抜粋 —

NETFLIXオリジナルアニメシリーズ『HERO MASK』 青木弘安監督インタビュー

日本のアニメスタジオと組んで数々のオリジナルアニメ作品を配信しているNetflix。
それぞれのスタジオが自社の持ち味を存分に発揮し、日本のみならず海外でも高イ評価を得ている。
そしてこの夏、スタジオぴえろが制作した本格派クライム・サスペンス・アクション『HERO MASK』のパート2が全世界同時配信で配信されている。装着した人間に人知を超えた力を与える謎の「マスク」を巡り、主人公の刑事・ジェームズを中心にマスクに翻弄される人々を描いている。海外ドラマのようなスピード感とスリル、そして手書きのアニメーションならではの魅力が相まって世界中で反響を集めている。

普段アニメを見慣れたいない海外ドラマを観ている方におススメしたい注目のアニメ『HERO MASK』について、青木弘安監督に作品の誕生秘話や魅力、パート2の見どころを伺った。

『HERO MASK』青木弘安監督

――まずは本作の制作の経緯からお伺いできればと思います。監督ご自身は制作のどの辺りから参加されたのでしょうか?

青木弘安(以下、青木) 僕はプロデューサーから「新しい形のヒーローもの作りたい」と声をかけて頂いた所からの参加です。
大枠で『ヒーローものである事』『ある程度リアルな方向で』とは決まっていたが、どういった内容の作品になるかはまだ決まる前でした。

 

――『HERO MASK』というタイトルも響きからぱっと連想するのは分かりやすくヒーローものをイメージしてたのですが、刑事ものでした。

青木 ふたを開けてみると最初からマスクを使うやつらが襲ってきますからね(笑)。

 

――マスクをつけた集団が出てきて、お祭りでアクションを繰り広げる幕開けで思わず『007 スペクター』を連想してしまったのですが、そういった作品からの影響はあったのでしょうか?

青木 第1話のお祭りシーンのマスク自体はある種のミスリードだったり、マスクを扱う作品という事で出しました。

(物体ポイントラベル)
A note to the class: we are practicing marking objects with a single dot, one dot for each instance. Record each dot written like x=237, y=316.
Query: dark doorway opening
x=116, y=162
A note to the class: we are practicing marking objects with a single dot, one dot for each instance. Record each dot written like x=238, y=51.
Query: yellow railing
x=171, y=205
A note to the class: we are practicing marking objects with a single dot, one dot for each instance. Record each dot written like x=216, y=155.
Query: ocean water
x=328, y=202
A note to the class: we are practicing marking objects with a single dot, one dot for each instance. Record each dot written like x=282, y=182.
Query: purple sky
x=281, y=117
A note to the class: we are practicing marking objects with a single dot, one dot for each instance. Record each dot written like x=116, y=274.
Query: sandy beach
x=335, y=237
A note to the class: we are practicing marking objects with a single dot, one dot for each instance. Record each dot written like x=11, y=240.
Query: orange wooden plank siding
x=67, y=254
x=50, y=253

課題 —
**1)** 青木監督インタビューで『HERO MASK』を紹介する箇所から、「本格派」の後に中黒で区切られて並ぶ語をすべて書き出せ。
**2)** 青木監督インタビューを、最後の青木の発言の後から書き進めよ。

想定解答 —
**1)** クライム、サスペンス、アクション

**2)**
タイトルだけ聞くとマスクつけた戦隊ヒーローだったり、『キックアス』みたいにヒーローになりたい人が形から入るような作品の印象からアニメを見始めたら、お祭りでマスクが出てきて、1話2話と観るにつれてマスクが折り紙みたいになって顔を変える。けど犯罪に利用されているような兵器かと思ったら、セオ(パート1第4話に登場)みたいな事があって、パート1の途中にもサラが新聞社で調べものをしている中で中国の変面が出てきますが、そういった顔を隠すものとしてのマスクだったり、マスクの印象がどんどん変わってもらえれば面白いなと思ったんです。
パート1だとマスクの話自体は完結していませんが、パート2にかけてまたマスクの見え方が変わっていくはずです。

 

――今回NETFLIXでの配信として制作されていますが、通常のTVアニメ制作とは違いがありましたか?

青木 かなり違いました。まず表現に関して言うとかなり自由でした。有料の形を取っているからか、描写の限界は特に無いんです。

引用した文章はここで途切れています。